**What you should do**. When a record contains an image, skip the image and retype the rest of that record exactly.
*** Given entries ***
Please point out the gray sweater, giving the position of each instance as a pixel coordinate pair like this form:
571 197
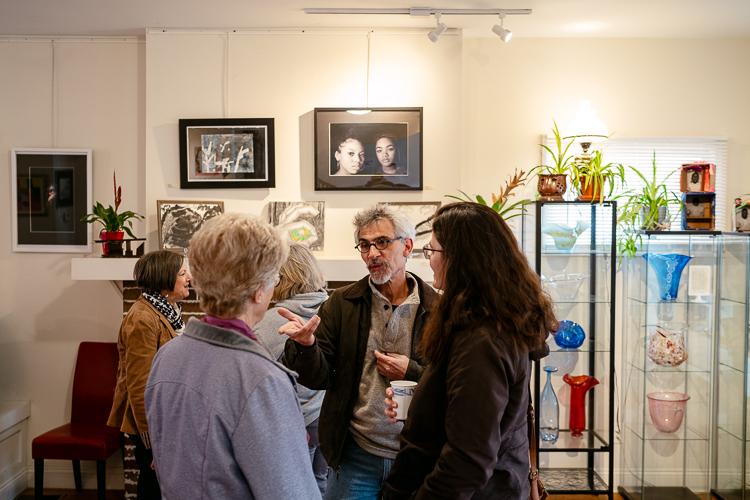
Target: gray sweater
225 421
305 305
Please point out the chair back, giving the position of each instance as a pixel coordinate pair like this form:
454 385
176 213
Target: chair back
94 382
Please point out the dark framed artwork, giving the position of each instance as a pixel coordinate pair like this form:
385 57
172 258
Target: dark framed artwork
179 220
51 193
368 149
227 153
420 213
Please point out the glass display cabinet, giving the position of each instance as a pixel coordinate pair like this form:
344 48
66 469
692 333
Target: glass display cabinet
731 481
669 324
571 245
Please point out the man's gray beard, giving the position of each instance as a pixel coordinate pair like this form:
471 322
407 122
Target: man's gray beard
382 277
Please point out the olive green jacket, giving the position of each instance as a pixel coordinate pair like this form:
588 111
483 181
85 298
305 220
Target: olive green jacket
142 332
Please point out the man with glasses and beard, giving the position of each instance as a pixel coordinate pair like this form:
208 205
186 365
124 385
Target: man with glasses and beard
363 337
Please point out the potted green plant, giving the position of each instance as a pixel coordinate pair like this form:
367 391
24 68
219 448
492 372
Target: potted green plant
552 183
500 203
592 179
115 225
647 209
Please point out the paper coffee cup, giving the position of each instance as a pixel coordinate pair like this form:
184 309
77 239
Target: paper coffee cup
403 390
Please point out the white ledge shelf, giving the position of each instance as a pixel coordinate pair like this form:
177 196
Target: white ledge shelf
334 268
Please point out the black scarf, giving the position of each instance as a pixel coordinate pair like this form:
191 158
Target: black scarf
164 307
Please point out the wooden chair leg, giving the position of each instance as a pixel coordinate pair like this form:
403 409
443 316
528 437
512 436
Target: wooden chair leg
101 471
77 474
38 478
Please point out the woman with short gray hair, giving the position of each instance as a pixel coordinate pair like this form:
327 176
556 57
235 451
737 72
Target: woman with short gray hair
402 224
224 416
301 290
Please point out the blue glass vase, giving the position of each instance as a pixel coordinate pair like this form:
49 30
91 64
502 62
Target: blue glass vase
570 335
549 411
668 269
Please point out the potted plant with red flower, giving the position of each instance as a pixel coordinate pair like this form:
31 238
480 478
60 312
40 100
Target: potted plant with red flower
115 225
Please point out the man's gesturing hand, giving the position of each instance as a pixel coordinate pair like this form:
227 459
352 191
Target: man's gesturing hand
297 329
392 365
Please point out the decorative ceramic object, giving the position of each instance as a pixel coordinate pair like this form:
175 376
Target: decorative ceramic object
565 236
667 410
549 411
566 285
570 335
579 386
694 180
742 217
667 346
552 187
668 269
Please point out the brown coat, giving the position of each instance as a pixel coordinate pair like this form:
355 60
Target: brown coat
142 332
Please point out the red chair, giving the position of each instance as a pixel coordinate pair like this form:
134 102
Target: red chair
87 436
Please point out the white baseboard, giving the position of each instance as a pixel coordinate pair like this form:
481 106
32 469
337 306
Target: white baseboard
59 474
13 487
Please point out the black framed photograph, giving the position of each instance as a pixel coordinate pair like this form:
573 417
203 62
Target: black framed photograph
51 193
179 220
368 149
227 153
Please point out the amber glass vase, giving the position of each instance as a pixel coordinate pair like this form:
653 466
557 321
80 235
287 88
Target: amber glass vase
579 386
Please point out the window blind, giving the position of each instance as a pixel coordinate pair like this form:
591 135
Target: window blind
671 153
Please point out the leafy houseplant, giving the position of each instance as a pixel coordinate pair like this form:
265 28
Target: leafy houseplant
646 209
552 182
110 219
500 203
591 179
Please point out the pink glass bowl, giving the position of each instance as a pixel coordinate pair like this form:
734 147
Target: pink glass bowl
667 410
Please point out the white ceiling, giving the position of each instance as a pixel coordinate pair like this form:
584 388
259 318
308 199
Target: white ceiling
550 18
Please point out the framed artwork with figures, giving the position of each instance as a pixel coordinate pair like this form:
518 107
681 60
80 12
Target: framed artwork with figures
368 149
227 153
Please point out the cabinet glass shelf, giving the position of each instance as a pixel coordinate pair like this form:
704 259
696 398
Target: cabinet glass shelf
573 481
590 441
685 433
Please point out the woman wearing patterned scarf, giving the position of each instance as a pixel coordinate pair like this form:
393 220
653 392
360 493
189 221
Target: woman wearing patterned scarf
153 320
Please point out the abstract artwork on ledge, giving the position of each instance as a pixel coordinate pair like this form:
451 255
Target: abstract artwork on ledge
179 220
302 221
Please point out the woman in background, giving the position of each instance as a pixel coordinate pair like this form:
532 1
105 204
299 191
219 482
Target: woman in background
466 433
152 321
301 291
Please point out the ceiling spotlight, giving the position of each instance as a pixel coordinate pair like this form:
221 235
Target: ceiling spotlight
434 35
505 35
*** End of Given entries ***
**Exercise result**.
Please point out the gray sweater, giving the position of each instance as a pixel coordinate pair like this form:
571 197
Target: gray sweater
225 421
305 305
Please point out the chair back, giving the position of each instance as a pixel coordinate pair like this form:
454 385
176 213
Target: chair back
94 382
Please point out the dark framed artwork, giving the position of each instance as a pixel coordinate pair like this form:
385 57
172 258
Target: dark framed artwork
179 220
51 193
368 149
227 153
420 213
Please point out the glass display cabinet, giving the position of each instance as a pixel coordinate pair like this form:
344 48
66 469
692 333
Target: glass display cabinet
731 481
669 324
571 245
Please point out the man's gray beard, giving the position of each instance as a pixel coordinate pair like this form:
471 322
407 122
Target: man's gray beard
382 277
Please point out the olive green jacket, giving the position of each instance as a pixel coordinate pair like this form:
588 111
483 181
85 298
305 220
Target: olive green jacket
142 332
Please point out the man with glasses and beard, giving the position of each instance as a pixel coordinate pair like this form:
208 205
186 365
124 385
Target: man with glasses and beard
363 337
Please point out the potted green plant, giving the position of each instance as a pixel coordinate pair like this form:
367 391
24 68
219 448
492 372
Target: potted green plant
552 183
500 203
592 179
115 225
647 209
Please point out the paper coffee cup, giving the position of each instance as a pixel coordinate pair like this form:
184 309
77 239
Target: paper coffee cup
403 390
Please point out the white ledge shelf, giving the position of each instance as a pixel coordinate pair like this form:
177 196
Target: white ledge shelf
334 268
Please point out the black scarf, giving the position of each instance as a pixel coordinate pair like this form:
191 158
Target: black scarf
164 307
Please point out the wooden chair leg, giving the position of each instance as a pixel coordinate pair like this form:
403 409
443 316
528 437
512 436
Target: wooden chair leg
101 471
77 474
38 478
Please point out the woman with short gray hair, giving the position of each instance as a pixel coordinate pair like this form:
327 176
556 57
235 451
737 72
Target: woman with short gray hair
402 224
224 416
301 290
Please point out the blue glass vase, giving the position of each instance as a pixel coordinate pair like this form:
49 30
91 64
502 62
Target: blue glass vase
570 335
549 411
668 269
Please point out the potted plant with red flower, giving the position of each instance as a pixel coordinate pair like this form:
31 238
480 478
60 312
40 100
Target: potted plant with red flower
115 225
Please point out the man's gesturing hand, giving the position of each instance as a pixel coordinate pair like this form:
227 459
352 191
Target: man's gesturing hand
297 329
392 365
Please point out the decorative ceramic object, giving the position of each instance as a pixel coordinate pair like this form:
175 376
Target: decorative ceramic object
565 236
667 410
549 411
566 285
570 335
579 386
694 180
742 217
667 346
552 187
668 269
Please point out the brown coat, giving the position of each instance as a pixel coordinate pair like this form:
355 60
Target: brown coat
142 332
Please point out the red chair, giving the position of each instance as a pixel coordinate pair like this form:
134 102
Target: red chair
87 436
Please point out the white baseboard, giving the position of each instance as a pixel coordinate pair like this form:
481 106
32 469
337 306
Target: white baseboard
59 474
13 487
Please point out the black framed photograph, giving the position of each instance as a pixel coordinate pair like this form:
573 417
203 62
Target: black framed photograph
51 193
179 220
368 149
227 153
Please point out the amber glass vase, giving the position of each instance as a pixel coordinate pair like this form:
653 466
557 321
80 235
287 88
Target: amber glass vase
579 386
Please point out the window blind, giving the position of each instance as a pixel coordinate pair like this form:
591 135
Target: window blind
671 153
Please point out the leafy houseplant, giving the position of each instance as a pixel coordinate pair like this form:
265 28
Target: leafy houseplant
646 209
552 182
110 219
500 203
591 179
Please point out the pink glass bowl, giving the position of each instance as a pixel coordinate pair like this form:
734 147
Target: pink glass bowl
667 410
Please point out the white ceiling, giving the position of each instance as a pixel coordinate pair like this form:
584 388
259 318
308 199
Target: white ceiling
550 18
Please point out the framed artwork with figures, giving the position of each instance as a pixel coordinate pair like this form:
518 107
681 60
80 12
Target: framed artwork with figures
368 149
227 153
Please point out the cabinet glass shelf, giving the position of each instance as a pixel coordinate pair like this form:
704 259
696 398
Target: cabinet glass shelf
573 481
590 441
685 433
Please point out the woman wearing patterned scarf, giving the position of each instance as a pixel coordinate pair like this form:
393 220
653 392
360 493
189 221
Target: woman wearing patterned scarf
153 320
Please point out the abstract artwork on ledge, giving the position of each instance as a pixel coordinate pair like this form:
451 255
Target: abstract artwork on ledge
179 220
302 221
Please point out the woman in background, giving the position of each instance as a pixel coordinate pair like this form:
532 1
105 204
299 191
219 482
Target: woman in background
466 433
152 321
301 291
Please point out the ceiling spotlight, giving the position of each instance as a pixel coordinate pair like this form:
221 235
Target: ceiling spotlight
434 35
505 35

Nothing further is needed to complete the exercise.